● **Your instructions**: Below are records to be output exactly, every one of them.

══ Records for this task ══

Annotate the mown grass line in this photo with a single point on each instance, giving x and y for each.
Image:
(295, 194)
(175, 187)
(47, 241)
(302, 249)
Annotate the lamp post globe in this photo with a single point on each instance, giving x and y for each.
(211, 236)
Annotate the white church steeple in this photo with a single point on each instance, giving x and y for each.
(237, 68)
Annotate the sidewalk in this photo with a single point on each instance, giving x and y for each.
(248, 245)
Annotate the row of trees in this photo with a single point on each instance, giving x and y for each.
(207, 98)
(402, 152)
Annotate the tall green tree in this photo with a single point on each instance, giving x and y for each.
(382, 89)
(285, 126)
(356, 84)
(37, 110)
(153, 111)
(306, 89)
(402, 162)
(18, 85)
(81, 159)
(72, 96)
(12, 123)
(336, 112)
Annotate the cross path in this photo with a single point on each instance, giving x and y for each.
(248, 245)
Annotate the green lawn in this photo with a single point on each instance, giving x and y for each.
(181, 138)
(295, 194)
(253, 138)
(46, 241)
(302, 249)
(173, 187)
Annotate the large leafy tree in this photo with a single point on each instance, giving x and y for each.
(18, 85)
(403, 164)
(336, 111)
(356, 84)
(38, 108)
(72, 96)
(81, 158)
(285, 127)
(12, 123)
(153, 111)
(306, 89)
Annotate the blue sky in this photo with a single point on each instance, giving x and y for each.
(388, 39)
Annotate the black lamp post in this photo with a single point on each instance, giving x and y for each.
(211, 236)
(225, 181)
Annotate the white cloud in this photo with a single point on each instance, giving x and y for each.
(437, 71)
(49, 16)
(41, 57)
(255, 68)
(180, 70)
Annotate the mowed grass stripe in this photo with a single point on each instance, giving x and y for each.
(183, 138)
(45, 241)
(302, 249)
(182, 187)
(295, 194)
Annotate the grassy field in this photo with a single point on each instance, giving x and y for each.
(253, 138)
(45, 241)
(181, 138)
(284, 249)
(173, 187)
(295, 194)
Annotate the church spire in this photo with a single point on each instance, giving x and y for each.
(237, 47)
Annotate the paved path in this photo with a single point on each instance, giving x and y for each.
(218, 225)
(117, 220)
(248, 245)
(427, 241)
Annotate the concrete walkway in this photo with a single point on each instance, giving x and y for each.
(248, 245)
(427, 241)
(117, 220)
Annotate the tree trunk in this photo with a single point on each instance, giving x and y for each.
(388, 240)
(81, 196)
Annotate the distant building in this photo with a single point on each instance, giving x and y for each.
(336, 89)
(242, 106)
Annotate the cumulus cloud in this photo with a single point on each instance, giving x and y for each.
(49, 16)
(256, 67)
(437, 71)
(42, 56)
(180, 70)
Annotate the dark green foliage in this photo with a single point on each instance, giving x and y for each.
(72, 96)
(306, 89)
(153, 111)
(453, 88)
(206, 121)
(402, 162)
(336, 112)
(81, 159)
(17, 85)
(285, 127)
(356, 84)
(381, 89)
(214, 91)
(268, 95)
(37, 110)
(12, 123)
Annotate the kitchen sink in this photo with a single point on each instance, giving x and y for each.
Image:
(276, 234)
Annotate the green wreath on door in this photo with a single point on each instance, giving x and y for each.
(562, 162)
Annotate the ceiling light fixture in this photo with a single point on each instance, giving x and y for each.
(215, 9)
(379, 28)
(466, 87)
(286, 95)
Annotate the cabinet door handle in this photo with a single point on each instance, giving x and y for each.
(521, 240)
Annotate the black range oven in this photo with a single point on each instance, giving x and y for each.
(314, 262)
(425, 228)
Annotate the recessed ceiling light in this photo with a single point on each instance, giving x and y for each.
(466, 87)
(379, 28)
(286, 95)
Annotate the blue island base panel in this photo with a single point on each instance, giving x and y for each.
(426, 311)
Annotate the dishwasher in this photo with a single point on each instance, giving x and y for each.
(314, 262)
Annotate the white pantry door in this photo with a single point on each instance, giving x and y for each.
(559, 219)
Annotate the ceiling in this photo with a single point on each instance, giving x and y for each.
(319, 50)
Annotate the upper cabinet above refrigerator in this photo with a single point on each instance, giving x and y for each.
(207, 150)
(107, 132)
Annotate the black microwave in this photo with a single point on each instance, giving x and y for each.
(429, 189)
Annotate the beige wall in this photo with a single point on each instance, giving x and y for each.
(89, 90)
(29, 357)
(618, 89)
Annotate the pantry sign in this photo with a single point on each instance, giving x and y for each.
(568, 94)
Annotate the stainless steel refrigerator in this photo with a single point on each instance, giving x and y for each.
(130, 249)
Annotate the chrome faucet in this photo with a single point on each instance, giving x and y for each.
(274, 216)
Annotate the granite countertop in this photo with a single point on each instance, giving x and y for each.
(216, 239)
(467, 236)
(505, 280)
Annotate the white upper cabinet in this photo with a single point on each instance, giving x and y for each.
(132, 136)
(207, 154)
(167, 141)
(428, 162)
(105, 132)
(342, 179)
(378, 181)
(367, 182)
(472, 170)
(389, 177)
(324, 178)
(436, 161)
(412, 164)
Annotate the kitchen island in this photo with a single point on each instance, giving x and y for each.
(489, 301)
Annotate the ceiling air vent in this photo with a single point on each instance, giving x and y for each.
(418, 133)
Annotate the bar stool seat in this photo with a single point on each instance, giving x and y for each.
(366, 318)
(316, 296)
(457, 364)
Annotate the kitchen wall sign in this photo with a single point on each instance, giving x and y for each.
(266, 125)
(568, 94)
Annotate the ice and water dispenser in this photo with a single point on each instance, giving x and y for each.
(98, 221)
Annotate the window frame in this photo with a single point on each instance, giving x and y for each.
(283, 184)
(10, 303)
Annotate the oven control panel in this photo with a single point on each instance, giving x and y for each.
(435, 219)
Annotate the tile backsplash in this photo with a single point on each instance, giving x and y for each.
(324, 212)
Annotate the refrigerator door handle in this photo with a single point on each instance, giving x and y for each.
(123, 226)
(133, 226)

═══

● **Solution for this problem**:
Annotate the mown grass line in this photo with a single point on each instance, giving x and y for each.
Image:
(295, 194)
(175, 187)
(47, 241)
(302, 249)
Annotate the lamp post globe in this photo with a single point on each instance, giving x and y for each.
(211, 236)
Annotate the white church steeple in this photo with a single point on each instance, giving x and y for each.
(237, 68)
Annotate the sidewalk in this photo with a single point on each instance, giving x and y for each.
(248, 245)
Annotate the row of trees in this photo with a single point on each instance, giving x and y for each.
(207, 98)
(402, 152)
Annotate the tall green tree in this photo with a single point on each instance, giving x and y for each.
(382, 89)
(285, 126)
(356, 84)
(37, 110)
(153, 111)
(306, 89)
(402, 162)
(18, 85)
(81, 159)
(72, 96)
(12, 123)
(336, 112)
Annotate the cross path in this photo with a single point on each instance, giving x and y for each.
(248, 245)
Annotate the green lawn in this photo with a single point on each instance, giving x and y for each.
(181, 138)
(295, 194)
(253, 138)
(46, 241)
(302, 249)
(173, 187)
Annotate the large leafy tree in this photo with a single point on each instance, giving x and y for each.
(18, 85)
(403, 164)
(336, 111)
(356, 84)
(38, 108)
(72, 96)
(81, 158)
(285, 127)
(12, 123)
(153, 111)
(306, 89)
Annotate the blue sky in this photo with a single point on each instance, giving x and y for each.
(388, 39)
Annotate the black lamp post in this photo with a single point on each instance, giving x and y for each.
(211, 236)
(225, 181)
Annotate the white cloud in this photo with a single point on each instance, giving x and y for each.
(437, 71)
(49, 16)
(41, 57)
(255, 68)
(180, 70)
Annotate the mowed grass stripe in this photo with a single point on each instance, giving x and y for each.
(183, 138)
(45, 241)
(302, 249)
(182, 187)
(295, 194)
Annotate the grassy field in this photo with a single point on each instance, giving x and y for each.
(253, 138)
(45, 241)
(181, 138)
(284, 249)
(173, 187)
(295, 194)
Annotate the church spire in this photo with a single point on each instance, giving x and y for each.
(237, 47)
Annotate the paved path in this photo with a single point on each instance, giving x and y for each.
(218, 225)
(117, 220)
(248, 245)
(427, 241)
Annotate the concrete walkway in this photo with a single point on each instance, giving x and y for each.
(248, 245)
(427, 241)
(117, 220)
Annotate the tree trunk in this photo with a single point on each instance, giving x and y for each.
(388, 240)
(81, 196)
Annotate the distant building in this photo with a single point on each instance, giving x and y for each.
(336, 89)
(242, 106)
Annotate the cumulus cloud in this photo with a single point on each instance, giving x and y for each.
(49, 16)
(256, 67)
(437, 71)
(42, 56)
(180, 70)
Annotate the dark green foliage in this photo with a single point on each instance, giving x and y for each.
(72, 96)
(306, 89)
(153, 111)
(453, 88)
(206, 121)
(402, 162)
(336, 112)
(81, 159)
(17, 85)
(285, 127)
(356, 84)
(381, 89)
(214, 91)
(268, 95)
(37, 110)
(12, 123)
Annotate the kitchen sink in this photo with a single point on each instance, giving x and y for each.
Image:
(276, 234)
Annotate the green wreath on door in this photo with a single point on each instance, giving x and y for each.
(562, 162)
Annotate the ceiling light fixture in this photo with a single point on each instance, giving x and y for each.
(215, 9)
(379, 28)
(466, 87)
(286, 95)
Annotate the cabinet door handle in this photo with a single point on each instance, giving x and y for each.
(521, 240)
Annotate the black range oven in this photo with a single point on each instance, giving x and y for each.
(314, 262)
(425, 228)
Annotate the recessed ceiling light in this photo with a single point on each instance, giving x and y for each.
(466, 87)
(379, 28)
(286, 95)
Annotate the blue island base panel in this photo with a single point on each instance, giving x and y for each.
(426, 311)
Annotate the dishwasher in this photo with a single point on each instance, giving x and y for each.
(314, 262)
Annotate the white pantry door in this photo with a single point on each instance, giving x and y for each.
(559, 219)
Annotate the ceiling in this photo with a single point on each instance, giving x and y for each.
(319, 50)
Annotate the upper cabinet above refrigerator in this photo with a single point on each instance, giving x and y for each.
(207, 150)
(107, 132)
Annotate the black microwave in this photo with a single point on each instance, giving x and y for each.
(429, 189)
Annotate the beige wall in this photo with a single point on each instance, giving x and y for each.
(89, 90)
(29, 357)
(618, 89)
Annotate the pantry sign in this photo with a single point on each instance, giving x and y for each.
(568, 94)
Annotate the stainless steel refrigerator in this photo with a single point on each instance, giving x and y for each.
(130, 249)
Annotate the chrome faucet in this photo with a single point on each instance, giving x and y for each.
(274, 216)
Annotate the granite countertop in this photo with a single point on each instance, giving x and y for each.
(216, 239)
(467, 236)
(505, 280)
Annotate the white upper cabinet in this photo with a single point on each instance, giving x and y for each.
(132, 136)
(207, 154)
(167, 141)
(428, 162)
(105, 132)
(342, 179)
(378, 181)
(367, 182)
(472, 170)
(389, 177)
(324, 178)
(436, 161)
(412, 164)
Annotate the kitchen island in this photo with a single point on each instance, giving x and y for each.
(489, 301)
Annotate the ceiling air vent in this photo with a single point on each instance, giving x and y for each.
(418, 133)
Annotate the bar stool seat in this photo with a single point on each instance, giving x and y for each.
(366, 318)
(316, 296)
(457, 364)
Annotate the kitchen wall sign in this photo with a single point on each instance, giving x and y for each.
(266, 125)
(568, 94)
Annotate the ice and water dispenser in this photo with a single point on each instance, giving x and y for each.
(98, 221)
Annotate the window frame in this photo with a single point on each instance, giving x and y for each.
(283, 184)
(10, 303)
Annotate the oven control panel in this photo with a single point on each instance, giving x and y for each.
(435, 219)
Annotate the tile backsplash in this photo with a single point on each instance, giving x and y for each.
(324, 212)
Annotate the refrigerator door handle in this photo with a single point on each instance, giving x and y for each.
(123, 226)
(133, 226)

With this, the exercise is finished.